TO DO: This task calls for copying every line of the records that includes the word "laid".

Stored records
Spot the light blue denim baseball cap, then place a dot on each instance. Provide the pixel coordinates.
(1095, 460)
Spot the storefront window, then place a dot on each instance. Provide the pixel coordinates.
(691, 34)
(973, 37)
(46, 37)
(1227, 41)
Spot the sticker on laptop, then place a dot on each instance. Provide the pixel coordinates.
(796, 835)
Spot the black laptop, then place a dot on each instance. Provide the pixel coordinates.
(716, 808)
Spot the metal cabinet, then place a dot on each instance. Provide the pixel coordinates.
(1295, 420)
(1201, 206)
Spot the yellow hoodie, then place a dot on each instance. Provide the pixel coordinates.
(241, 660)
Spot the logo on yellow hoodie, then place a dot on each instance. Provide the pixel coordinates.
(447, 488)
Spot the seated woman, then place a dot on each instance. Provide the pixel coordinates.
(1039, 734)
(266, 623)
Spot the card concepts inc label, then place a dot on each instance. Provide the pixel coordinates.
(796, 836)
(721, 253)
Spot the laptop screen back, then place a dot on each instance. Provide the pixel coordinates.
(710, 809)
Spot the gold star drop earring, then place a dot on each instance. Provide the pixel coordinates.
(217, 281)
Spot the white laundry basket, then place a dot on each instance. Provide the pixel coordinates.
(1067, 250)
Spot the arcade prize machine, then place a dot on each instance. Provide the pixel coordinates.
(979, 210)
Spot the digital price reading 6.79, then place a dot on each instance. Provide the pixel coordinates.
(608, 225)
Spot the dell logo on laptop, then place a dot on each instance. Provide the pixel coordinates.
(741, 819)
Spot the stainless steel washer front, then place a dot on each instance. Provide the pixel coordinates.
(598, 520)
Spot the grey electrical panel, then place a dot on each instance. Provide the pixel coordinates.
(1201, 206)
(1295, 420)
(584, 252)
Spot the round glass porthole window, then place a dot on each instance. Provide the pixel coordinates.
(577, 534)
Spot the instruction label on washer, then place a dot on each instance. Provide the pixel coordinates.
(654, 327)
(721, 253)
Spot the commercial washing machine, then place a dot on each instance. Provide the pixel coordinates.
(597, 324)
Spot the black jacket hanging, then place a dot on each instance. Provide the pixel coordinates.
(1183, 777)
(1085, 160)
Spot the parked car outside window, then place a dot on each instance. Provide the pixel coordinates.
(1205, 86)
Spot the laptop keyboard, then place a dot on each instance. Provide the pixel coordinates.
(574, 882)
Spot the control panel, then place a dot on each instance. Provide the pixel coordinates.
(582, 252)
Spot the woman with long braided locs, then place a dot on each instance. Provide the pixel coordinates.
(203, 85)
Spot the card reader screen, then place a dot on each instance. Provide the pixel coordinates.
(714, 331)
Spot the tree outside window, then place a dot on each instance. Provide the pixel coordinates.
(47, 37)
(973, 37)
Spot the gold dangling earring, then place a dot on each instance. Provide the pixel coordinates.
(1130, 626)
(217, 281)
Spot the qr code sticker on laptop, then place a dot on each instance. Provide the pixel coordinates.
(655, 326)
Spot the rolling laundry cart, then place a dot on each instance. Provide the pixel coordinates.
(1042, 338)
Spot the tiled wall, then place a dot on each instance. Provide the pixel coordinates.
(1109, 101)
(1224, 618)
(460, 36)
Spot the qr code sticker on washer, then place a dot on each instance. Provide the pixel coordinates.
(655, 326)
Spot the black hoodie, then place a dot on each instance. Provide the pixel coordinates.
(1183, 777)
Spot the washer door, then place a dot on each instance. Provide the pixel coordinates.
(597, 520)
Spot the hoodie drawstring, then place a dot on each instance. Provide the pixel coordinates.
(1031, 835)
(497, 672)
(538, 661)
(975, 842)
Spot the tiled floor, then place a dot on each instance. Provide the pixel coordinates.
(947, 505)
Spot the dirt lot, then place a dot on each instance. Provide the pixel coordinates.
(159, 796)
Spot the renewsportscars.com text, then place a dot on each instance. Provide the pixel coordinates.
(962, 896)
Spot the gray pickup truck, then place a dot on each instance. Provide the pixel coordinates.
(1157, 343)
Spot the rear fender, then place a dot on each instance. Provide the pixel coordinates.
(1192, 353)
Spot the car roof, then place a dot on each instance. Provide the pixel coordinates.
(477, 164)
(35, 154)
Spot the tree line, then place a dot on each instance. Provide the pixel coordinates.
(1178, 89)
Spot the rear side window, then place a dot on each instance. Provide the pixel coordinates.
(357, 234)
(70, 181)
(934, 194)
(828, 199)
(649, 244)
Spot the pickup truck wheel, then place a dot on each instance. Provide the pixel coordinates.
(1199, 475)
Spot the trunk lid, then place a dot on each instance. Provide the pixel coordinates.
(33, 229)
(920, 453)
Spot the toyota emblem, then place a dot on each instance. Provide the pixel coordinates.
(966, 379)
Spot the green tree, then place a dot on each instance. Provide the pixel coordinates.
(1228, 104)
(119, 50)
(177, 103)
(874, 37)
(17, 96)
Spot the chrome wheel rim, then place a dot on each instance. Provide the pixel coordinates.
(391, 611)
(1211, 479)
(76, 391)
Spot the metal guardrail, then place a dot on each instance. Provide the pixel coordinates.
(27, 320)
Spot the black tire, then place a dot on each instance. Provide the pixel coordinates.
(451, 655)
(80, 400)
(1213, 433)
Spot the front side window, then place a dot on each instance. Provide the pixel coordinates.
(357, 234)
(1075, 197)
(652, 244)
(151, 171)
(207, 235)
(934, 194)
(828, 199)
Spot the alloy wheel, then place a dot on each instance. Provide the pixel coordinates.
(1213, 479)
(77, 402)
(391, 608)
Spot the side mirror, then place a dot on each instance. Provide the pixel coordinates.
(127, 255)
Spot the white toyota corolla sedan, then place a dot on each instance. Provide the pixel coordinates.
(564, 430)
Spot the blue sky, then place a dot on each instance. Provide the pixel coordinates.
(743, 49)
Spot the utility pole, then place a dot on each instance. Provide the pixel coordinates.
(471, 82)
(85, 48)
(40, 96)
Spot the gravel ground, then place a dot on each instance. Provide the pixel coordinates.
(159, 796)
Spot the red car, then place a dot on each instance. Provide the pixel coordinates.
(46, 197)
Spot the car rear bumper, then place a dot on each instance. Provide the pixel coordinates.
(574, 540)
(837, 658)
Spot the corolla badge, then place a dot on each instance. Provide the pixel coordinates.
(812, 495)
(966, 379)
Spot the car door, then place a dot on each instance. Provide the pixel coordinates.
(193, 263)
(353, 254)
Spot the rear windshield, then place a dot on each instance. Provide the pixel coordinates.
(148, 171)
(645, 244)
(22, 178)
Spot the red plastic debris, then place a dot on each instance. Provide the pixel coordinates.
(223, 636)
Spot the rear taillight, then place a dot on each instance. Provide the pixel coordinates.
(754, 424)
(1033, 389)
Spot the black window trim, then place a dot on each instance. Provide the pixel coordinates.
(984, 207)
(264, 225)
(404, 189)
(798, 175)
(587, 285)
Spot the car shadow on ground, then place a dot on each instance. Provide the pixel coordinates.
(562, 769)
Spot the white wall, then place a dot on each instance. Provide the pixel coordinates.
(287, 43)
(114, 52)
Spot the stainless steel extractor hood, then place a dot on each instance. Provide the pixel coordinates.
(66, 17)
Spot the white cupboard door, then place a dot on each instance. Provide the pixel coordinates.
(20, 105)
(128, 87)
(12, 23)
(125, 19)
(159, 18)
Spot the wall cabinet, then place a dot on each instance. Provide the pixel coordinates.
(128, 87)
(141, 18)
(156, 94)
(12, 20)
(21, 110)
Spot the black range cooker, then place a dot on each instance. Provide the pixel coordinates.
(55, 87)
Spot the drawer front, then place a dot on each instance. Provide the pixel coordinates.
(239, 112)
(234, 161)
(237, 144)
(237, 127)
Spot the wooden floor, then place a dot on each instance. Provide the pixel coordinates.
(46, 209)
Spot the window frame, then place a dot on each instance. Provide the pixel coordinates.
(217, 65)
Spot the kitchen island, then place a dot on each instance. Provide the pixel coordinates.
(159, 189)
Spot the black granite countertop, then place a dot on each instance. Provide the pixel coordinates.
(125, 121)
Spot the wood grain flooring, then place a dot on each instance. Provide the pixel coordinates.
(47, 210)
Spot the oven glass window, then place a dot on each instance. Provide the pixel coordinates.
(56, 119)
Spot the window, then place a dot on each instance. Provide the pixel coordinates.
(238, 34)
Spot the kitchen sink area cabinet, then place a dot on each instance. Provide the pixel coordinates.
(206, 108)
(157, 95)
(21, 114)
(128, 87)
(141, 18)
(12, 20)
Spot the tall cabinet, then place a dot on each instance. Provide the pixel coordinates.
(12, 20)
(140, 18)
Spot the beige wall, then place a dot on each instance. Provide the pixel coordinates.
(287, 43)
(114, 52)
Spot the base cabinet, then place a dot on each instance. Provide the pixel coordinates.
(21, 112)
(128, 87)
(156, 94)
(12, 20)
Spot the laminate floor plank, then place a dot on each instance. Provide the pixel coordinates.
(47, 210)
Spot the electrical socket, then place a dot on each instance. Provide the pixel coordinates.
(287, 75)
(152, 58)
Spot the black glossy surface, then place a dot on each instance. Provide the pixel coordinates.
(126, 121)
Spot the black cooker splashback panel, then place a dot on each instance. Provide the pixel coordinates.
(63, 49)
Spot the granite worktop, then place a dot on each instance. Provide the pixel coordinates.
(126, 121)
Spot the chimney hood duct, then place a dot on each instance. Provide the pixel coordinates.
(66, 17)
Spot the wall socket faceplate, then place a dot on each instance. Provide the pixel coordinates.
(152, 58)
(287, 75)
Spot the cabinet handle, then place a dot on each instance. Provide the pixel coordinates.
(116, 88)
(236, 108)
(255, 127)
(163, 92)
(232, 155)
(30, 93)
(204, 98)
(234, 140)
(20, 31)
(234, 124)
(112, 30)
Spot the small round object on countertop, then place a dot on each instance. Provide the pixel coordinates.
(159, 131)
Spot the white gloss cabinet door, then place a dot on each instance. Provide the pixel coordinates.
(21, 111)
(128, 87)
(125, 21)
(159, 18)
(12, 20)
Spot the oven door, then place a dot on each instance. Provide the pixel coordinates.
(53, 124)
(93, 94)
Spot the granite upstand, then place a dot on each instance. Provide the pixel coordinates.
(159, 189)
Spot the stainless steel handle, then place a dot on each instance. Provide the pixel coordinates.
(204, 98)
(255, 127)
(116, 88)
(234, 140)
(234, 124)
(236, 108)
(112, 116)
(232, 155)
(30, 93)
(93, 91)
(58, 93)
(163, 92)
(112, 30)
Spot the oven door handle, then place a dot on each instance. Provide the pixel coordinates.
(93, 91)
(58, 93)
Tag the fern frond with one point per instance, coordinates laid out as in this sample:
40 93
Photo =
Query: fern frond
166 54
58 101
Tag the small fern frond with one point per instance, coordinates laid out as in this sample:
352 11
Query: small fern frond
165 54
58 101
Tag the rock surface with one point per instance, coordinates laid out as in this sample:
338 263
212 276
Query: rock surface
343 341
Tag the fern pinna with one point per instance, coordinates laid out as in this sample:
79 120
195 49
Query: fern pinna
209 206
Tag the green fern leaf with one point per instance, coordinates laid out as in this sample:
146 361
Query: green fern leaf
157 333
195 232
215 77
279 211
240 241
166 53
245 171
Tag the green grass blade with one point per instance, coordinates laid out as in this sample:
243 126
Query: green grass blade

REPLY TO THE TASK:
Tag the fern frond with one point per instance, coordinates laid out as in this sample:
Tag the small fern frond with one point per instance, coordinates laid out as in this sample:
Tag the rock surface with one point per instance, coordinates laid out as in this sample:
Tag the fern pinna with one point per instance, coordinates laid out as in this sample:
Tag the green fern leaf with one point per instance, coordinates laid out as in this sample:
Tag the green grass blade with one point per instance, coordinates laid out as in this sample:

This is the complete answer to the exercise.